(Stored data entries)
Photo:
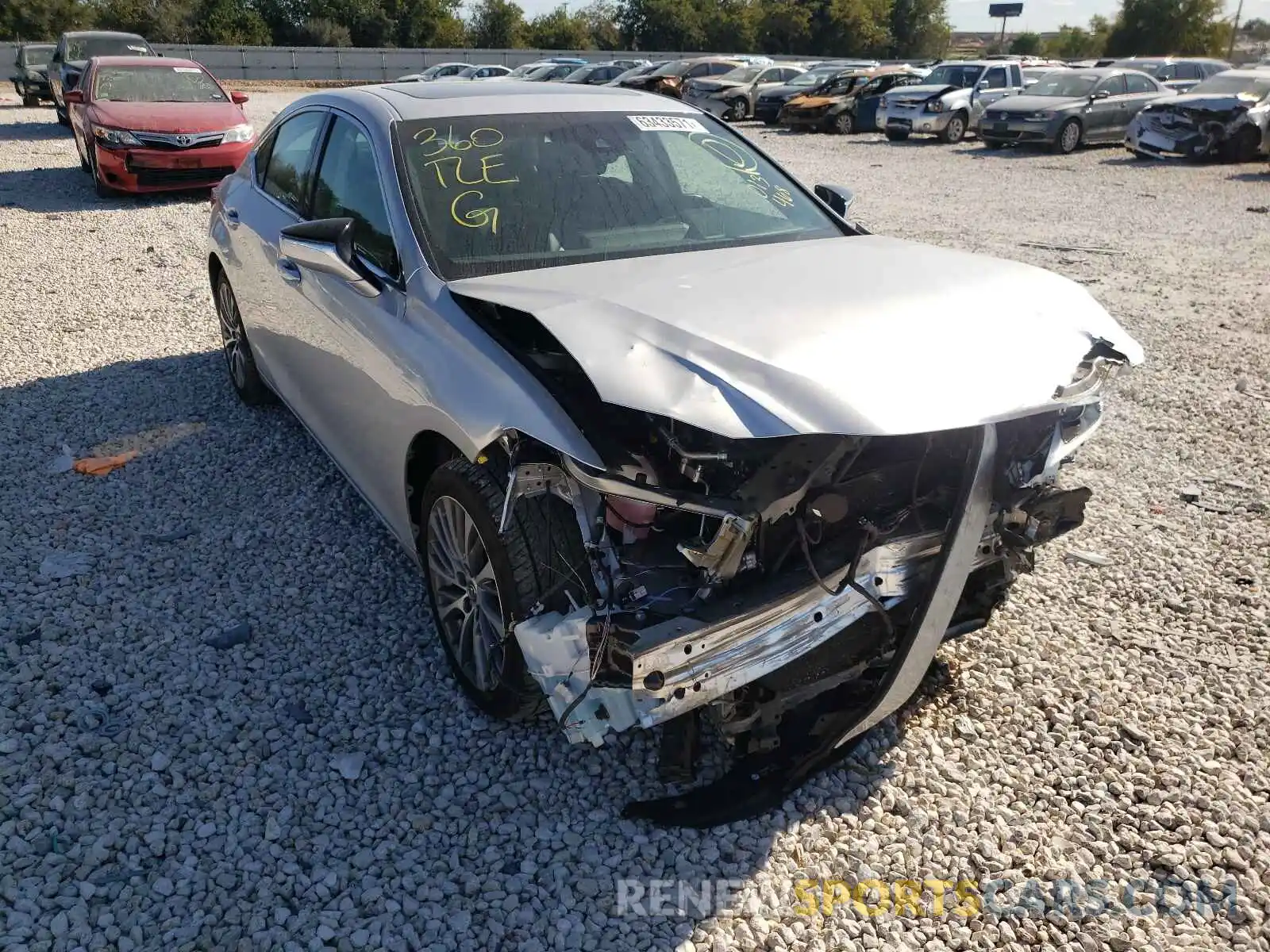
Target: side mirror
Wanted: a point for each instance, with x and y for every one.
(837, 197)
(327, 245)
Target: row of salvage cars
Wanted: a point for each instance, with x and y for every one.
(1146, 105)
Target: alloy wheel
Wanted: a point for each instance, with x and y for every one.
(233, 340)
(469, 608)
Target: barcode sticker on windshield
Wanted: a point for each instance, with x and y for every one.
(666, 124)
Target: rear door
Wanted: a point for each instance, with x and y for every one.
(258, 206)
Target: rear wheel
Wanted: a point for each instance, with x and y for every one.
(239, 361)
(956, 131)
(482, 583)
(1068, 137)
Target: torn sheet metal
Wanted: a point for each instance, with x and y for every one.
(972, 340)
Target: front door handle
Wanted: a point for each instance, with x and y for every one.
(290, 271)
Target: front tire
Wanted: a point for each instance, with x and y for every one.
(956, 131)
(482, 583)
(239, 359)
(1068, 137)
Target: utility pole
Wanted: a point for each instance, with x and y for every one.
(1235, 29)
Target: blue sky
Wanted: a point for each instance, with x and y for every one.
(973, 14)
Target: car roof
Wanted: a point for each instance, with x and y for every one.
(422, 101)
(89, 33)
(152, 61)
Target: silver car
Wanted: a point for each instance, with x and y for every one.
(643, 486)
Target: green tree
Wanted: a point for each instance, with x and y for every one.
(497, 25)
(1026, 44)
(918, 29)
(558, 31)
(230, 23)
(783, 27)
(602, 29)
(1185, 27)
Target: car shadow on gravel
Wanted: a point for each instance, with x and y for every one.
(213, 514)
(33, 131)
(69, 190)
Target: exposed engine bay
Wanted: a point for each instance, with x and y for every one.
(764, 582)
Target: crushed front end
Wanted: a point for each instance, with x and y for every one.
(794, 590)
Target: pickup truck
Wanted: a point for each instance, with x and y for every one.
(950, 101)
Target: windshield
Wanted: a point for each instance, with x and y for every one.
(1064, 84)
(156, 84)
(510, 194)
(88, 48)
(1226, 84)
(36, 55)
(672, 69)
(952, 75)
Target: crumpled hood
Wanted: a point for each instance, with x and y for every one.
(925, 340)
(921, 93)
(1204, 102)
(169, 117)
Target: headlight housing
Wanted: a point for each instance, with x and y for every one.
(114, 139)
(239, 133)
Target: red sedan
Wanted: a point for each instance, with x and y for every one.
(152, 125)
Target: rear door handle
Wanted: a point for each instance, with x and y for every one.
(290, 271)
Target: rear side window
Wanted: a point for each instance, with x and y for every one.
(1113, 86)
(286, 175)
(348, 187)
(1138, 84)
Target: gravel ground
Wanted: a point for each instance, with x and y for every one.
(159, 793)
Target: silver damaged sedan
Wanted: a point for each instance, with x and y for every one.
(588, 355)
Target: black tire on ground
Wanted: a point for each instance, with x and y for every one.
(1068, 137)
(956, 131)
(239, 361)
(540, 549)
(844, 124)
(1244, 148)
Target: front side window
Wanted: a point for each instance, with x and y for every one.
(348, 187)
(1113, 86)
(286, 177)
(156, 84)
(1137, 83)
(506, 194)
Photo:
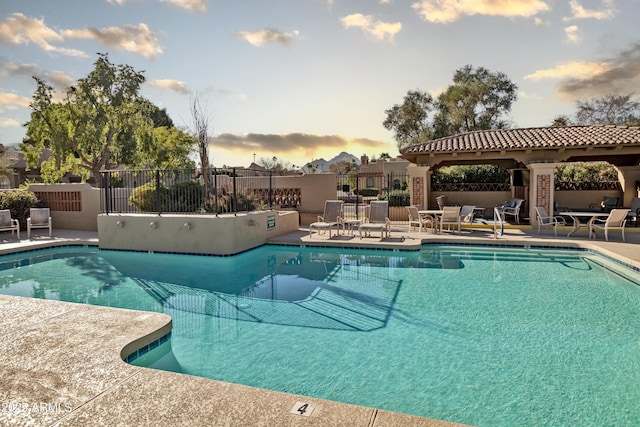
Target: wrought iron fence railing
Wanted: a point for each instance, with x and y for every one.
(191, 191)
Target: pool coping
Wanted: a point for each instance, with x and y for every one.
(67, 368)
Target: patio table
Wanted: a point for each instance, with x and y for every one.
(575, 217)
(434, 214)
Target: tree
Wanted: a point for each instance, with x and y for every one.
(101, 122)
(410, 121)
(478, 99)
(608, 110)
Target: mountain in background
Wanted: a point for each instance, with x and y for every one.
(322, 165)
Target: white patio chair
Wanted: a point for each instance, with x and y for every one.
(330, 217)
(38, 218)
(450, 216)
(417, 220)
(466, 216)
(9, 224)
(513, 209)
(545, 220)
(378, 220)
(616, 220)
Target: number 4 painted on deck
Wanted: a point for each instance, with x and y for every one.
(302, 408)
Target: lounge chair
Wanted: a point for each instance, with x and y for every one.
(466, 216)
(378, 220)
(545, 220)
(9, 224)
(616, 220)
(513, 209)
(39, 218)
(450, 216)
(330, 217)
(417, 220)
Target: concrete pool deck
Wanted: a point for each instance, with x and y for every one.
(61, 363)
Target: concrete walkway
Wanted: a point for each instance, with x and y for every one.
(61, 363)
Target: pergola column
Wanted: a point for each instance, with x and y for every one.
(420, 185)
(629, 177)
(541, 189)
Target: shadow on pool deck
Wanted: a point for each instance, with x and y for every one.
(62, 362)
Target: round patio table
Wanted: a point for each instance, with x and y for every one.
(575, 217)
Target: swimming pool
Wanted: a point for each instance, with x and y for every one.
(483, 336)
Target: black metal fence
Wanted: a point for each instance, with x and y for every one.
(191, 191)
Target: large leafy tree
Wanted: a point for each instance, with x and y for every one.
(477, 99)
(101, 122)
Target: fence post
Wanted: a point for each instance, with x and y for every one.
(215, 190)
(107, 195)
(158, 191)
(235, 193)
(270, 189)
(357, 196)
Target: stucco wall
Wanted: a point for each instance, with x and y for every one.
(199, 234)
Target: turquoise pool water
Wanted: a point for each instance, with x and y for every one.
(483, 336)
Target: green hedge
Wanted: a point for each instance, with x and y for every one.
(398, 198)
(18, 202)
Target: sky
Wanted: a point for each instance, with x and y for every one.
(303, 79)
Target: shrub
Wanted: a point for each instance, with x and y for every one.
(144, 197)
(399, 198)
(18, 202)
(184, 197)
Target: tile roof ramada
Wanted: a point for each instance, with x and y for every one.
(531, 139)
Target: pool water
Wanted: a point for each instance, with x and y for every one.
(482, 336)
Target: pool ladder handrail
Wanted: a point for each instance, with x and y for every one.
(497, 219)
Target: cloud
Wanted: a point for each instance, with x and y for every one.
(268, 35)
(377, 29)
(192, 5)
(575, 69)
(10, 101)
(174, 85)
(447, 11)
(133, 38)
(573, 34)
(292, 144)
(19, 29)
(12, 69)
(6, 122)
(581, 80)
(579, 12)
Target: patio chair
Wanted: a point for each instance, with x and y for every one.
(634, 212)
(450, 216)
(616, 220)
(330, 217)
(546, 220)
(9, 224)
(513, 209)
(378, 220)
(466, 216)
(38, 218)
(417, 220)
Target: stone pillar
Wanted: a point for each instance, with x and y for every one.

▶ [THE PROBLEM]:
For every line above that holds the word "silver", report the whole line.

▶ [TASK RESPONSE]:
Target: silver car
Target: silver damaged sedan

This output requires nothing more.